(Saved entries)

------------------------------------

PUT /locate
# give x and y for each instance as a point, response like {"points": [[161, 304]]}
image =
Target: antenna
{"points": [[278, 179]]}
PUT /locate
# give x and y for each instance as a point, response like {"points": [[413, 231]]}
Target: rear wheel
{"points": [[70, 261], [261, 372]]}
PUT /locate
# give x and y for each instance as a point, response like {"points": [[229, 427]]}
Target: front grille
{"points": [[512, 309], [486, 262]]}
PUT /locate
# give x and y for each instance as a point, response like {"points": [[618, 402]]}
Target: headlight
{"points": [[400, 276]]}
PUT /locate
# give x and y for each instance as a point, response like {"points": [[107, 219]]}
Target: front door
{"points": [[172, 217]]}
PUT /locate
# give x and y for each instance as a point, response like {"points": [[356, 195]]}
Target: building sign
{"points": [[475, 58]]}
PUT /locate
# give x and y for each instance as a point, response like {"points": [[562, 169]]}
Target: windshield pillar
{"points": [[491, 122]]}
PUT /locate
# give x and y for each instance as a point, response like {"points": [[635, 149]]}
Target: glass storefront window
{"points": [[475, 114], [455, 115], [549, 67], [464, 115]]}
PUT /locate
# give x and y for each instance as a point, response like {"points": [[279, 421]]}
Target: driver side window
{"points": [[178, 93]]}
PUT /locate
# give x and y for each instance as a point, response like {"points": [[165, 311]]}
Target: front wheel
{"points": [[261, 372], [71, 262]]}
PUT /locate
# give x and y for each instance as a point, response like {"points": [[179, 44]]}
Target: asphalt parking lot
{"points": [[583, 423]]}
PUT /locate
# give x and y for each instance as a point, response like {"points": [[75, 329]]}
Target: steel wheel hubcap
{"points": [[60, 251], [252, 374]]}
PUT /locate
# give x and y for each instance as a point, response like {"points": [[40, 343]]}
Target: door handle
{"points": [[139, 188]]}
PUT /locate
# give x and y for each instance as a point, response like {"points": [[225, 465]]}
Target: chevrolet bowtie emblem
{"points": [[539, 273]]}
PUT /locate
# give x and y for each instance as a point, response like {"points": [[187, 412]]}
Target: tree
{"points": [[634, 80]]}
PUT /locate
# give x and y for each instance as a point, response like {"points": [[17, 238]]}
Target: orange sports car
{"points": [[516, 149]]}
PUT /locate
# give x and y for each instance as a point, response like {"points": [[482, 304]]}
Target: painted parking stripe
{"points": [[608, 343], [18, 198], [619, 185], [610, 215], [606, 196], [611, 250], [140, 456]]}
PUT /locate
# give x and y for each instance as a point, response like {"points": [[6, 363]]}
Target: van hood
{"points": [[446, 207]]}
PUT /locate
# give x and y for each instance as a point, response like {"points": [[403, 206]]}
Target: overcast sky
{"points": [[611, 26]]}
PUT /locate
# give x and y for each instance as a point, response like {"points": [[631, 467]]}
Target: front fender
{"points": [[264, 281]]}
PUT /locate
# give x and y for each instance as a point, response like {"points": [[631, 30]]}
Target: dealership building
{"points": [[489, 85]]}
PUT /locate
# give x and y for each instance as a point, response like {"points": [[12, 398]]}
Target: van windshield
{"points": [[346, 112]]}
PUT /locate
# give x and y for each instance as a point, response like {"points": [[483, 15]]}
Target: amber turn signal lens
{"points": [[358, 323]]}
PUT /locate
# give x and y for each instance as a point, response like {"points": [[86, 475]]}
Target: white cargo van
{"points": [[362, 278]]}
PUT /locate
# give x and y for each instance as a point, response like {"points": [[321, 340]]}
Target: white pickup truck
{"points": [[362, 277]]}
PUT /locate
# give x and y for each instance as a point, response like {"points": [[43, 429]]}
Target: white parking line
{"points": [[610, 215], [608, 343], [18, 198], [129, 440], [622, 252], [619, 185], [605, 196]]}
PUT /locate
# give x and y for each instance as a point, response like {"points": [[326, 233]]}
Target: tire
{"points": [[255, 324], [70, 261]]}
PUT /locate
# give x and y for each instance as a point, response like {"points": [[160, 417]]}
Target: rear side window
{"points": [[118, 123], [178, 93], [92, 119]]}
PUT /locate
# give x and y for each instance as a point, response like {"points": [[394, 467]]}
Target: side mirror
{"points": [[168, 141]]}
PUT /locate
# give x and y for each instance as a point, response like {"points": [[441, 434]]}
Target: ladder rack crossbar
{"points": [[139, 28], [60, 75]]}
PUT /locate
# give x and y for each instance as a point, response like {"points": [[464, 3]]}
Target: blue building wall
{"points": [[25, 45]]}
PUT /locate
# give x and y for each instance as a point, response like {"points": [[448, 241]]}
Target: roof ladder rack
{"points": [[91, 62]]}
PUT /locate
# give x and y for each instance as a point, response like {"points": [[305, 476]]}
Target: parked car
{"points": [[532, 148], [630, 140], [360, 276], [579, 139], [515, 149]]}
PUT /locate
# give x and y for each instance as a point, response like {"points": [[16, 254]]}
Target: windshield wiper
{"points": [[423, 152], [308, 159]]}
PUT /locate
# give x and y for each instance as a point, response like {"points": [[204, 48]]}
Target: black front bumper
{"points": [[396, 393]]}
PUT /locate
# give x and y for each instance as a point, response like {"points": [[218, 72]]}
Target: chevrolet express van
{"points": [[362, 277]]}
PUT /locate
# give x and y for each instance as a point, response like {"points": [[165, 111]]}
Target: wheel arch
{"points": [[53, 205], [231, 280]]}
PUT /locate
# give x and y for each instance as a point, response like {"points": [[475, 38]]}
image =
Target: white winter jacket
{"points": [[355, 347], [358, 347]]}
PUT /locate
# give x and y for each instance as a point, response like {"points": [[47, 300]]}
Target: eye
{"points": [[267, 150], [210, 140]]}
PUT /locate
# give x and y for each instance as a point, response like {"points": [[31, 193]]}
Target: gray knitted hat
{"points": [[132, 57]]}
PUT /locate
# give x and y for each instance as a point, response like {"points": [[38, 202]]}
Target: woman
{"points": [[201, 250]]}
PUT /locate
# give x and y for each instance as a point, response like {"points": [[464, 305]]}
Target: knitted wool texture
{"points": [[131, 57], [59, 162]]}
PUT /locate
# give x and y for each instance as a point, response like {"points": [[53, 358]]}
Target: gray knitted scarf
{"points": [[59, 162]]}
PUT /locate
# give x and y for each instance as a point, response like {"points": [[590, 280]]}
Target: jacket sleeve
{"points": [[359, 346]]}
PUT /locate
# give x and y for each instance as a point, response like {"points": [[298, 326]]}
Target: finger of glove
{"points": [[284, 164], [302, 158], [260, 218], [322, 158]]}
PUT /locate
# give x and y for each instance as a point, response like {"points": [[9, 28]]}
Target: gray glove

------------------------------------

* _Work instruction_
Make an exact transcription of the entries.

* _Solved exercise_
PUT /locate
# give x and y for each instance as a point, response like {"points": [[161, 304]]}
image =
Target: antenna
{"points": [[278, 179]]}
PUT /locate
# give x and y for each instance as a point, response like {"points": [[413, 231]]}
Target: rear wheel
{"points": [[70, 261], [261, 372]]}
PUT /locate
# give x and y for each instance as a point, response like {"points": [[229, 427]]}
Target: front grille
{"points": [[512, 309], [486, 262]]}
PUT /locate
# give x and y for each instance as a point, response like {"points": [[618, 402]]}
Target: headlight
{"points": [[400, 276]]}
PUT /locate
# give x and y for each instance as a point, response like {"points": [[107, 219]]}
Target: front door
{"points": [[172, 217]]}
PUT /locate
# give x and y for each instance as a point, response like {"points": [[356, 195]]}
Target: building sign
{"points": [[475, 58]]}
PUT /locate
# give x and y for each instance as a point, response like {"points": [[562, 169]]}
Target: windshield pillar
{"points": [[491, 122]]}
PUT /locate
# give x and y for each instance as a point, response like {"points": [[635, 149]]}
Target: glass storefront window
{"points": [[475, 114], [455, 115], [549, 67], [464, 115]]}
PUT /locate
# give x and y for each instance as a point, response like {"points": [[279, 421]]}
Target: driver side window
{"points": [[178, 93]]}
PUT /locate
# give x and y for each instance as a point, response like {"points": [[165, 311]]}
Target: front wheel
{"points": [[261, 372], [71, 262]]}
PUT /locate
# give x and y for each instance as a point, response like {"points": [[179, 44]]}
Target: asphalt parking lot
{"points": [[583, 423]]}
PUT /locate
# give x and y for each instance as a point, response like {"points": [[75, 329]]}
Target: steel wheel hubcap
{"points": [[60, 251], [252, 374]]}
PUT /locate
# give x and y for each instance as a point, response like {"points": [[40, 343]]}
Target: door handle
{"points": [[139, 188]]}
PUT /locate
# give x and y for each instance as a point, response like {"points": [[225, 465]]}
Target: chevrolet bowtie emblem
{"points": [[539, 273]]}
PUT /locate
# give x and y for each instance as a point, response like {"points": [[187, 412]]}
Target: tree
{"points": [[634, 80]]}
PUT /locate
# give x and y for each instance as a point, response like {"points": [[17, 238]]}
Target: orange sports car
{"points": [[516, 149]]}
PUT /locate
# give x and y for each instance as a point, response like {"points": [[482, 304]]}
Target: painted parking stripe
{"points": [[608, 343], [18, 198], [619, 185], [610, 215], [606, 196], [611, 250], [140, 456]]}
PUT /locate
# give x and y for each instance as a point, response like {"points": [[6, 363]]}
Target: van hood
{"points": [[446, 207]]}
PUT /locate
# give x and y for each instance as a point, response like {"points": [[403, 206]]}
Target: overcast sky
{"points": [[611, 26]]}
PUT /locate
# give x and y for each instance as a point, response like {"points": [[631, 467]]}
Target: front fender
{"points": [[264, 281]]}
PUT /locate
# give x and y for each instance as a point, response like {"points": [[631, 30]]}
Target: dealership building
{"points": [[489, 85]]}
PUT /locate
# give x and y for each instance as a point, response like {"points": [[12, 398]]}
Target: van windshield
{"points": [[346, 112]]}
PUT /locate
# give x and y for each instance as a point, response like {"points": [[483, 15]]}
Target: amber turn signal lens
{"points": [[358, 323]]}
PUT /locate
# give x and y for each instance as a point, response like {"points": [[86, 475]]}
Target: white cargo van
{"points": [[362, 278]]}
PUT /locate
# give x and y for each instance as a point, response like {"points": [[321, 340]]}
Target: white pickup truck
{"points": [[362, 277]]}
PUT /locate
# give x and y for each instance as a point, response like {"points": [[43, 429]]}
Target: white parking line
{"points": [[610, 215], [608, 343], [18, 198], [129, 440], [622, 252], [619, 185], [605, 196]]}
PUT /locate
# give x and y for each instance as a point, response like {"points": [[326, 233]]}
Target: tire
{"points": [[255, 324], [70, 261]]}
PUT /locate
# give x and y for each instance as a point, response like {"points": [[160, 417]]}
Target: rear side window
{"points": [[118, 123], [178, 93], [92, 119]]}
PUT /locate
# give x and y for each instance as a point, response like {"points": [[394, 467]]}
Target: side mirror
{"points": [[168, 141]]}
PUT /locate
# give x and y for each instance as a point, response like {"points": [[441, 434]]}
Target: ladder rack crossbar
{"points": [[139, 28], [60, 75]]}
PUT /locate
# give x and y for each instance as a point, response like {"points": [[464, 3]]}
Target: blue building wall
{"points": [[25, 45]]}
PUT /locate
# give x and y for each instance as a point, response like {"points": [[448, 241]]}
Target: roof ladder rack
{"points": [[91, 62]]}
PUT /locate
# give x and y for each instance as a point, response like {"points": [[305, 476]]}
Target: parked car
{"points": [[532, 148], [630, 140], [360, 276], [579, 139], [515, 149]]}
PUT /locate
# give x and y for each instance as a point, response like {"points": [[16, 254]]}
Target: windshield wiper
{"points": [[423, 152], [308, 159]]}
PUT /locate
# give x and y for each instance as a point, response like {"points": [[204, 48]]}
Target: black front bumper
{"points": [[396, 393]]}
PUT /locate
# give x and y for each instance as a point, response like {"points": [[218, 72]]}
Target: chevrolet express van
{"points": [[362, 277]]}
PUT /locate
# give x and y for each instance as a point, response like {"points": [[165, 111]]}
Target: wheel arch
{"points": [[53, 205], [231, 280]]}
PUT /locate
# give x and y for each instance as a point, response like {"points": [[475, 38]]}
image =
Target: white winter jacket
{"points": [[355, 347], [358, 347]]}
PUT /locate
# give x and y for each instance as a point, response like {"points": [[47, 300]]}
Target: eye
{"points": [[267, 150], [210, 140]]}
PUT /locate
# give x and y for each instance as a point, response like {"points": [[31, 193]]}
Target: gray knitted hat
{"points": [[132, 57]]}
PUT /locate
# give x and y for each instance as a point, response like {"points": [[38, 202]]}
Target: woman
{"points": [[201, 250]]}
PUT /locate
# give x and y for each instance as a point, response like {"points": [[464, 305]]}
Target: knitted wool texture
{"points": [[131, 57], [59, 162]]}
PUT /locate
# give x and y for each instance as a point, response like {"points": [[53, 358]]}
Target: gray knitted scarf
{"points": [[59, 162]]}
PUT /locate
# give x and y for each instance as a point, response like {"points": [[590, 280]]}
Target: jacket sleeve
{"points": [[359, 346]]}
PUT /locate
# give x and y for each instance as a point, response like {"points": [[298, 326]]}
Target: finger of glove
{"points": [[284, 164], [302, 158], [260, 218], [322, 158]]}
PUT /locate
# give x and y for each instance as a point, response like {"points": [[9, 28]]}
Target: gray glove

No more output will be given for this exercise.